» WHAT YOU WILL DO:
Search the material below for the string "outline". Return every line that holds it.

++++ RAW DATA ++++

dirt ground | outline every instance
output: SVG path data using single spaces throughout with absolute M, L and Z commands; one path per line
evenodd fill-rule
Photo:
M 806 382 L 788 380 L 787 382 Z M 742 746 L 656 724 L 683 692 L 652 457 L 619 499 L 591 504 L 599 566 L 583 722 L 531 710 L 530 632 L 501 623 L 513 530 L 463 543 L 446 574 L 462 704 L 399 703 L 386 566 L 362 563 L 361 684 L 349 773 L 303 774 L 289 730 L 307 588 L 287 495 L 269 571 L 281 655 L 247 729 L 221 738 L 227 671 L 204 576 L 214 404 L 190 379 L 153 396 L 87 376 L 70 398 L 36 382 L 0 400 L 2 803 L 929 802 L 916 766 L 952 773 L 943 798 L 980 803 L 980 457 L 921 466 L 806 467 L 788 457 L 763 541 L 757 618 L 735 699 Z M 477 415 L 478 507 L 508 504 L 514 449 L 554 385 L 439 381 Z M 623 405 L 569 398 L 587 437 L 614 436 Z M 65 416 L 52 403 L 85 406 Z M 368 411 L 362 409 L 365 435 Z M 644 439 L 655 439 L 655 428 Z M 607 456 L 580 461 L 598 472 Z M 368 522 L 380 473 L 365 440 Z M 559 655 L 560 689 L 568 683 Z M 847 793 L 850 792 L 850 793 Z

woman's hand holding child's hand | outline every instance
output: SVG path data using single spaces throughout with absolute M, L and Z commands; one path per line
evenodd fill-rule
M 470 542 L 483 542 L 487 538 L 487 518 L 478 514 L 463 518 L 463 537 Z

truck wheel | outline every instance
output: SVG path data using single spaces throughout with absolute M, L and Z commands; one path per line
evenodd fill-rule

++++
++++ RAW DATA ++++

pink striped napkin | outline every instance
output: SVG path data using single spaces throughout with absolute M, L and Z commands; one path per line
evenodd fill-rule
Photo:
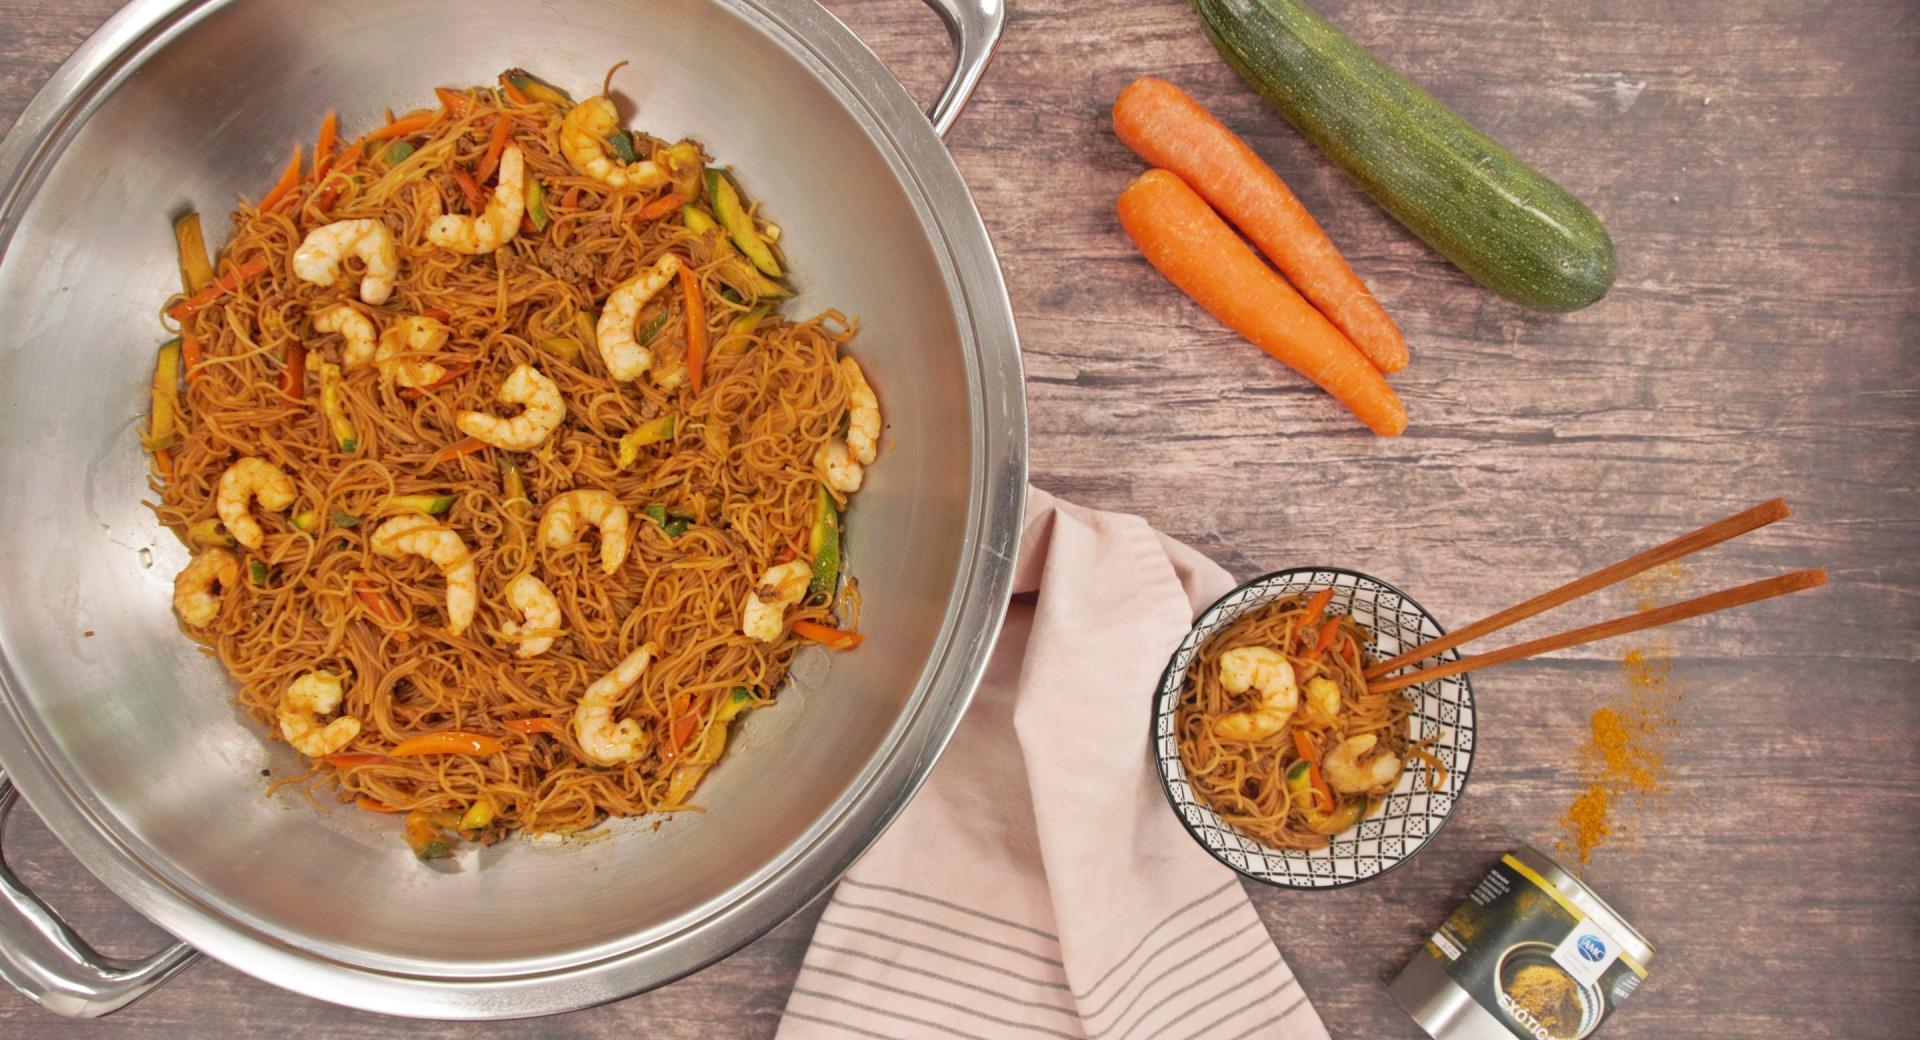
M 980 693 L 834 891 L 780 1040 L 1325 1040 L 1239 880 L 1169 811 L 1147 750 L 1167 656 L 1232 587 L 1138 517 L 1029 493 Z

++++

» EXERCISE SOLUTION:
dirt ground | outline every instance
woman's hand holding child's hand | outline every instance
truck wheel | outline every instance
pink striped napkin | outline every instance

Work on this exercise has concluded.